**PROMPT**: Output as a JSON list of strings, one per line, the items from the line containing "I'd appreciate your help finding the blue" to the line containing "[395,166,692,745]", inclusive, omitting blank lines.

--- BEGIN RECORDS FOR THIS TASK ---

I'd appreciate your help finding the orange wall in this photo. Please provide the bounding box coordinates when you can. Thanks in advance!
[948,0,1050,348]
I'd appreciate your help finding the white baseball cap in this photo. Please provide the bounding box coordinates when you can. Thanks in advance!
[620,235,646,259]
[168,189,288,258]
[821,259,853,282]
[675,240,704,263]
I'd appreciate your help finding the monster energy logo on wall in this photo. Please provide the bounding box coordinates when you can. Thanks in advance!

--- END RECORDS FOR THIS TASK ---
--- BEGIN RECORDS FOR THIS TASK ---

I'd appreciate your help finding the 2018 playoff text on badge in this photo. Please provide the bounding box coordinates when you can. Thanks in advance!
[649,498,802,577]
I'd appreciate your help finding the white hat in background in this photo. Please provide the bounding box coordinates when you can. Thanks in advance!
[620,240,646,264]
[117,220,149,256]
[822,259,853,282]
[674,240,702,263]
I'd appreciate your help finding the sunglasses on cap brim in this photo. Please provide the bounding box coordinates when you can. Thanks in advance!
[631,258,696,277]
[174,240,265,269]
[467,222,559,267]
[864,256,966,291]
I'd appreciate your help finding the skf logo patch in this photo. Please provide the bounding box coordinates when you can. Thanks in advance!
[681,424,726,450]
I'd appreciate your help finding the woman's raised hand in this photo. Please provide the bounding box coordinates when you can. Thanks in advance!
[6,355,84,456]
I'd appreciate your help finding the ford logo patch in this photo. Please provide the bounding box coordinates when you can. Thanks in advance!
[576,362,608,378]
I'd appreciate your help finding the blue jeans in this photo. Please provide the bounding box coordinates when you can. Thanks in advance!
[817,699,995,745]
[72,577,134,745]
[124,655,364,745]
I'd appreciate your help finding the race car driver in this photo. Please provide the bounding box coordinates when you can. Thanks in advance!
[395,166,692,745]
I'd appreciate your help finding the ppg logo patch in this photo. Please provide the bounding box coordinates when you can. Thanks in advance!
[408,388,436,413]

--- END RECORDS FOR THIS TASK ---
--- BEGIN RECORDS FOR THIS TASK ---

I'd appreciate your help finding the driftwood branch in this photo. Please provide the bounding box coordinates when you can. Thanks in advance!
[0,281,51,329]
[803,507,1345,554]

--- END RECORDS FOR THIS TASK ---

**EXERCISE OUTPUT**:
[
  "I'd appreciate your help finding the blue jeans in this photo. Please provide the bounding box coordinates when you can. Thanks in advance!",
  "[817,699,995,745]",
  "[72,577,134,745]",
  "[124,655,364,745]",
  "I'd appreciate your help finding the race car driver in this photo. Please provide the bounding box coordinates when you can. Thanks in advance!",
  "[395,166,692,745]"
]